_Exercise_: Return all lines in the data where the string "below" can be found.

[[ Listed records open ]]

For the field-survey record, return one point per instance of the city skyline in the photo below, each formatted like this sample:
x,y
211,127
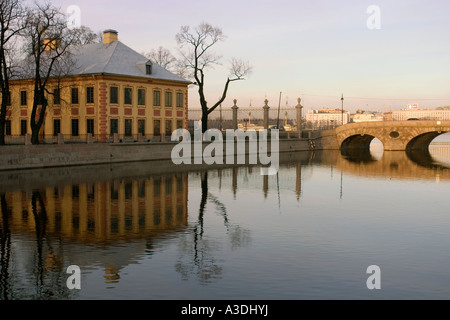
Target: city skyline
x,y
315,51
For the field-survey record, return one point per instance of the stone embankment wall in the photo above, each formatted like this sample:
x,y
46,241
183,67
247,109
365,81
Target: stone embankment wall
x,y
60,155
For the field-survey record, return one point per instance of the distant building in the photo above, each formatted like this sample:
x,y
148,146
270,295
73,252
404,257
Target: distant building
x,y
366,116
401,115
112,89
327,118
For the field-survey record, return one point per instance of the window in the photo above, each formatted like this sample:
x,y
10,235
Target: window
x,y
57,96
127,96
141,97
168,127
75,129
157,98
90,95
75,99
56,127
90,126
156,127
8,128
168,99
23,98
128,127
114,126
179,99
114,95
23,127
141,127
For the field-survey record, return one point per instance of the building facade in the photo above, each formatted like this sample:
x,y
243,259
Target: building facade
x,y
401,115
326,118
112,91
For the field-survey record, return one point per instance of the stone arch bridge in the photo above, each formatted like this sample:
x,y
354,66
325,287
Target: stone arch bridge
x,y
411,135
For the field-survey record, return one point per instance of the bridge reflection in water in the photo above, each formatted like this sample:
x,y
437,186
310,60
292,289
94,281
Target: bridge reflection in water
x,y
111,216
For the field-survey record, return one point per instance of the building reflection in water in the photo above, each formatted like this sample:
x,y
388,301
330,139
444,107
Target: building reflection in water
x,y
45,225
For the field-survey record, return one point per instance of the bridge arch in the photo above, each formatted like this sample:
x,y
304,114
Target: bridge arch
x,y
395,135
422,141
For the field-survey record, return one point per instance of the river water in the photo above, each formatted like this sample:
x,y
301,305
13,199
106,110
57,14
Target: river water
x,y
155,231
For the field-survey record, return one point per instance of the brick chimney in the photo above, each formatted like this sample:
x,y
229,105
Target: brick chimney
x,y
110,36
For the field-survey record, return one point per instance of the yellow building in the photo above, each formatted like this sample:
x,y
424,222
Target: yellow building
x,y
110,89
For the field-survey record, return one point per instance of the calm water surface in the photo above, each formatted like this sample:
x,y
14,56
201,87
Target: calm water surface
x,y
309,232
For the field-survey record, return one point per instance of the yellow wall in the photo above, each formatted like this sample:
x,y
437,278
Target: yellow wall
x,y
101,111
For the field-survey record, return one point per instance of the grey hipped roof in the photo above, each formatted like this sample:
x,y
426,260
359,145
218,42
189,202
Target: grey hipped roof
x,y
117,59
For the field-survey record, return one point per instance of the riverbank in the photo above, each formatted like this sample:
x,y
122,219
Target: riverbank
x,y
20,157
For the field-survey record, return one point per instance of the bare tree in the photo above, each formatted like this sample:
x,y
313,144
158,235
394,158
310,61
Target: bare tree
x,y
11,16
195,48
86,36
162,57
48,41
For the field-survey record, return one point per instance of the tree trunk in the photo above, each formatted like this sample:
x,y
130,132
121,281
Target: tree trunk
x,y
204,121
2,131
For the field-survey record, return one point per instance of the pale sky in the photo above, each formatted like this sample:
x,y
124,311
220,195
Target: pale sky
x,y
314,50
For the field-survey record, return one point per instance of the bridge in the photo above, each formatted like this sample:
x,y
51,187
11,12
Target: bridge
x,y
410,135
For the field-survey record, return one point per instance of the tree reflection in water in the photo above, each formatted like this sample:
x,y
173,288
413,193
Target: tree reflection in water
x,y
5,249
197,251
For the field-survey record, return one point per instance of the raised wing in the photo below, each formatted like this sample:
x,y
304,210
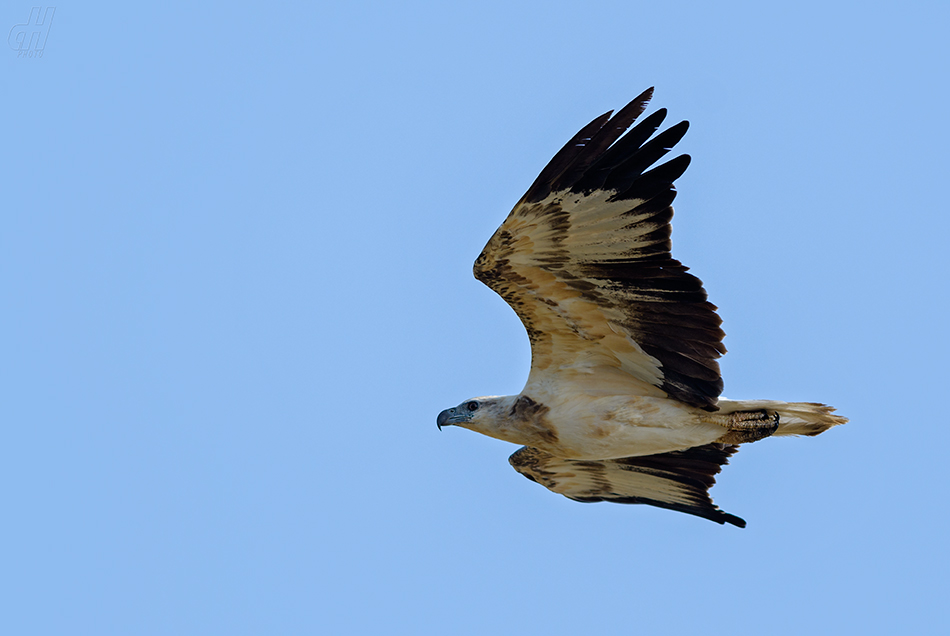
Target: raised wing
x,y
584,260
677,481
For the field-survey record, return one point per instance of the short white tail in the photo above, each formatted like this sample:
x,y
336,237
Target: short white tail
x,y
795,418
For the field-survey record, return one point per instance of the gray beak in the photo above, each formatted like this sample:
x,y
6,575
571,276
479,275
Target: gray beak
x,y
443,418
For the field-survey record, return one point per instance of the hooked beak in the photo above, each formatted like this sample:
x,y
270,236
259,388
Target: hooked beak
x,y
448,417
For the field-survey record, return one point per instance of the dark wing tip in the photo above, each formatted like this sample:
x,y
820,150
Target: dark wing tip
x,y
631,480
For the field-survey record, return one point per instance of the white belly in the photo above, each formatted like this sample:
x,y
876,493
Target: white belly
x,y
626,426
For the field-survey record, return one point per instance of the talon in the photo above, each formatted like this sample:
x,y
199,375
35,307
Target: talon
x,y
748,426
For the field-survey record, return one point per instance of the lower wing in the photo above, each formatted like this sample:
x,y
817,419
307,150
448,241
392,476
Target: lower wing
x,y
677,481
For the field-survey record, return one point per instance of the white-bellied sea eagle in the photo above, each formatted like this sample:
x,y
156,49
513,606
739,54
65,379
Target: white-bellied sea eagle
x,y
622,401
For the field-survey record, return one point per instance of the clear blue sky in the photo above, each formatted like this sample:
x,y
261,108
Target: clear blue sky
x,y
236,260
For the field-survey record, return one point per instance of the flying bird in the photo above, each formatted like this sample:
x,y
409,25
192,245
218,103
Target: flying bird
x,y
622,402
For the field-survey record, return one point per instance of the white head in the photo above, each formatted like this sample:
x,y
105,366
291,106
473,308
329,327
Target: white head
x,y
486,415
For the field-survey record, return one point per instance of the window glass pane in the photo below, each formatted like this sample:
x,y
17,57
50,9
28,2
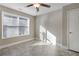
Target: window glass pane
x,y
23,26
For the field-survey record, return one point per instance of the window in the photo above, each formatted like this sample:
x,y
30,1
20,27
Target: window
x,y
14,25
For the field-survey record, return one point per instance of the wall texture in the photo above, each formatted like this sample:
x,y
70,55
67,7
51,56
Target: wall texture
x,y
51,22
19,38
65,33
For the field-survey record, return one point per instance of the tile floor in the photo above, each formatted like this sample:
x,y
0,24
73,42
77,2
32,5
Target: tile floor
x,y
36,48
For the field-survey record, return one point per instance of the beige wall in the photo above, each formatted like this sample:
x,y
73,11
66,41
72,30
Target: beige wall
x,y
65,40
51,22
19,38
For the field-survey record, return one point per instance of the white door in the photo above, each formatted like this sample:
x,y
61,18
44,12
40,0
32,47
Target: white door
x,y
73,18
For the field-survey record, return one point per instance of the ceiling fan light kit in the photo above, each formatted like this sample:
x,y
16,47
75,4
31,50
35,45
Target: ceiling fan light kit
x,y
37,5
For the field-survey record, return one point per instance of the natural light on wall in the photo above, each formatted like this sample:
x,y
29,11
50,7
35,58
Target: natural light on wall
x,y
47,36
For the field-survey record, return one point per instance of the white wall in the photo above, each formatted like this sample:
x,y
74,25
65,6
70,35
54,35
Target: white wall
x,y
52,22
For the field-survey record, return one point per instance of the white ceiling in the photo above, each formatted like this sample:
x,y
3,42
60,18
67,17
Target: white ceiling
x,y
31,10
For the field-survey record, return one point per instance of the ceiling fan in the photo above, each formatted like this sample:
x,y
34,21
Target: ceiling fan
x,y
37,5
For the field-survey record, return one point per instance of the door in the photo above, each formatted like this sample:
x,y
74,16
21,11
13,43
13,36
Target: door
x,y
73,18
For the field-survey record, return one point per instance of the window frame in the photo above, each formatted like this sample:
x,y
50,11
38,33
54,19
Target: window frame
x,y
17,16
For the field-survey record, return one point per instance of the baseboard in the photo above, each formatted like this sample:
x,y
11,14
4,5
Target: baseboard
x,y
62,46
8,45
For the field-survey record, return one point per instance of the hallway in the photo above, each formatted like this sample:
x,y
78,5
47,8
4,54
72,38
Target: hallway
x,y
36,48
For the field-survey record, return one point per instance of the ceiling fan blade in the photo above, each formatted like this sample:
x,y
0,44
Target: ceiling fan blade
x,y
29,5
37,9
45,5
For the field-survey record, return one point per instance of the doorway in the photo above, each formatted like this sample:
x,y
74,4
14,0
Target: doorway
x,y
73,29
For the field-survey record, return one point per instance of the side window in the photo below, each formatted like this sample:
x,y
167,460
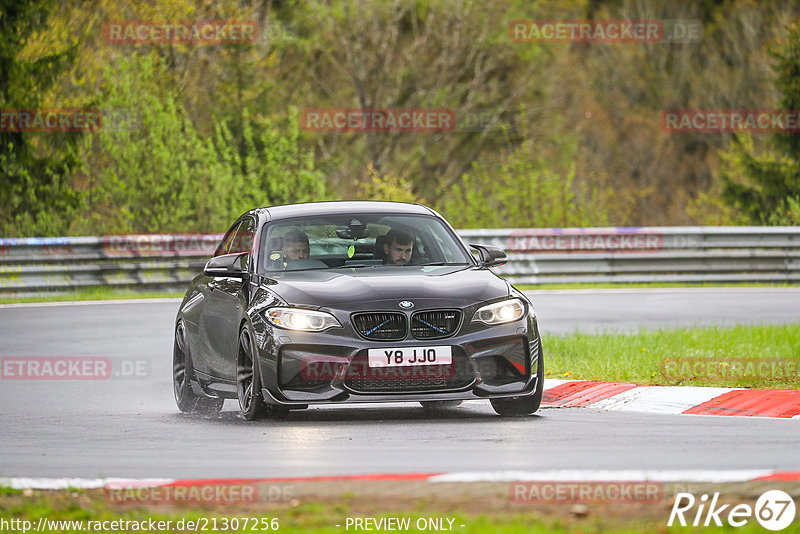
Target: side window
x,y
243,242
225,244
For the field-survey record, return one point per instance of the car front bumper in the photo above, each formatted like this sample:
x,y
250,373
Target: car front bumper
x,y
299,368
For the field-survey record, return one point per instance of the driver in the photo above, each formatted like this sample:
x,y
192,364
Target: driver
x,y
398,247
295,247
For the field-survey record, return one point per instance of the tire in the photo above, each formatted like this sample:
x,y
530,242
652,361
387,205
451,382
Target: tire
x,y
183,374
439,405
516,406
248,382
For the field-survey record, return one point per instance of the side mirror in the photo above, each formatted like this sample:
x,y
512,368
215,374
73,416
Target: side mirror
x,y
232,265
490,256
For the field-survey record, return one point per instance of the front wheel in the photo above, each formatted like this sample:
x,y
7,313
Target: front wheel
x,y
182,375
528,404
248,382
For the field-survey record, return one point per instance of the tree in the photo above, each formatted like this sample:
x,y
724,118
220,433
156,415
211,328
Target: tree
x,y
35,191
766,186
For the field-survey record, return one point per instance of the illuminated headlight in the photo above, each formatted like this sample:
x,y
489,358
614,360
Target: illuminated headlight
x,y
299,319
501,312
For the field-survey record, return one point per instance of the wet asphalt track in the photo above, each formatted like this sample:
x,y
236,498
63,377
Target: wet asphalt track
x,y
131,428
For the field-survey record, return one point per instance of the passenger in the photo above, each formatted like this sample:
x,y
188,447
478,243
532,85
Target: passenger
x,y
398,246
295,247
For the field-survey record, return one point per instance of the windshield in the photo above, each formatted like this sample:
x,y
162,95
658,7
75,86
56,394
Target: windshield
x,y
359,240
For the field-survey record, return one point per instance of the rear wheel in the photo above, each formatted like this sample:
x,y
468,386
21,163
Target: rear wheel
x,y
439,405
248,382
528,404
182,375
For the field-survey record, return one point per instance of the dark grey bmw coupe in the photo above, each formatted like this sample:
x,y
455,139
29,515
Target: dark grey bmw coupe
x,y
341,302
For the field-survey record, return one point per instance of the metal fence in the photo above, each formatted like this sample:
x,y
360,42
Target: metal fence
x,y
32,266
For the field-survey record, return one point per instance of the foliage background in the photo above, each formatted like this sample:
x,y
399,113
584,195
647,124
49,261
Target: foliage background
x,y
572,136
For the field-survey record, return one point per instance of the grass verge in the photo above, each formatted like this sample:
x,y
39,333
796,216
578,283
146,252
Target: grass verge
x,y
766,356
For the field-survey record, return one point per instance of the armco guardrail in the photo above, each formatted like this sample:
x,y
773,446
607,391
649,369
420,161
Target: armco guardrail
x,y
30,266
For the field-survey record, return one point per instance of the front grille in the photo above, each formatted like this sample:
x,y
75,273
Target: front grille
x,y
381,326
407,379
435,324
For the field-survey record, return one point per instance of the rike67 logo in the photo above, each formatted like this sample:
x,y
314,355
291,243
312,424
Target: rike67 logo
x,y
774,510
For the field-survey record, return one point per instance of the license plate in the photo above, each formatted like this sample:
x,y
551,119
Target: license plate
x,y
400,356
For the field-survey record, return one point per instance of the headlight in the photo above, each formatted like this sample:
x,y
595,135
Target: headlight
x,y
300,319
501,312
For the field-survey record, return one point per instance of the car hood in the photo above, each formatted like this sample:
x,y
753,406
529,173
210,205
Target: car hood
x,y
368,287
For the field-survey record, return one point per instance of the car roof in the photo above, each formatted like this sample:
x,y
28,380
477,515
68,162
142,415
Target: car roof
x,y
343,207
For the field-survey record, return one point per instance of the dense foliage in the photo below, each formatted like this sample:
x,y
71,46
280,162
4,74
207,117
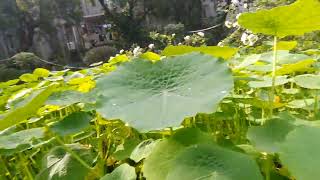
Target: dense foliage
x,y
205,112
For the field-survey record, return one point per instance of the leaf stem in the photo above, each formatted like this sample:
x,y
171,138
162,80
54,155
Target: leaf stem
x,y
316,105
25,167
274,75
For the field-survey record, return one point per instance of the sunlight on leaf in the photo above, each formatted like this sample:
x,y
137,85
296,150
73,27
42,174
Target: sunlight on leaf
x,y
301,17
216,51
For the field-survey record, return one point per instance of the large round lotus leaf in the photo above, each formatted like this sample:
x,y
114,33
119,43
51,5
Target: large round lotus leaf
x,y
72,124
280,21
267,82
123,172
309,81
159,162
300,153
208,162
143,150
266,138
20,141
283,57
150,96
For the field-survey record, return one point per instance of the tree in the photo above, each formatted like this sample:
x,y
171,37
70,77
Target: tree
x,y
127,20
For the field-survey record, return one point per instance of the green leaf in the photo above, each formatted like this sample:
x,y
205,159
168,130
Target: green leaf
x,y
150,56
267,82
20,141
266,138
72,124
40,72
123,172
283,57
124,150
216,51
159,162
301,66
143,150
213,162
308,81
28,110
66,98
61,165
286,45
300,103
151,96
299,153
29,77
301,17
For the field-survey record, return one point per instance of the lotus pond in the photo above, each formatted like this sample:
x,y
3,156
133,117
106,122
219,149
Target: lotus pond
x,y
189,113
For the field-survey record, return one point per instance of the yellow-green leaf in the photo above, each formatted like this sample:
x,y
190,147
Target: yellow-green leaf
x,y
28,110
41,72
28,77
216,51
301,17
151,56
286,45
301,66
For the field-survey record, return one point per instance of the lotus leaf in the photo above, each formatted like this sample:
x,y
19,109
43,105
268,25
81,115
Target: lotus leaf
x,y
266,138
302,145
213,162
151,96
308,81
123,172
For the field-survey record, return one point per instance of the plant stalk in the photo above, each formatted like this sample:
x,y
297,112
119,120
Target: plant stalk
x,y
274,76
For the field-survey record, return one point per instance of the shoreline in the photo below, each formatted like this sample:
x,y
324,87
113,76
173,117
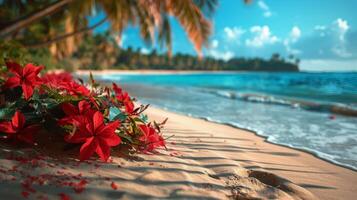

[[ Listed records closed ]]

_Reply to the exercise_:
For the field-survey record, return one point per instance of the city skyline in the photo below, each formatted like this sample:
For the field-survey record, return one point per instance of the raised wing in the photo below, each formatted like this sample:
For the field-survey record, return one point per instance of the window glass pane in the photo below, each formatted like this sample:
For the field-survey record, return one point per instance of the side window in the photo below, each formatted like this sample:
For the field-survey record, return one point per instance of the dense foliage in the photo below, each formatted like this sample:
For the field-survey record, return one point per instance of the shoreline in the photo below, each formatted like this sample:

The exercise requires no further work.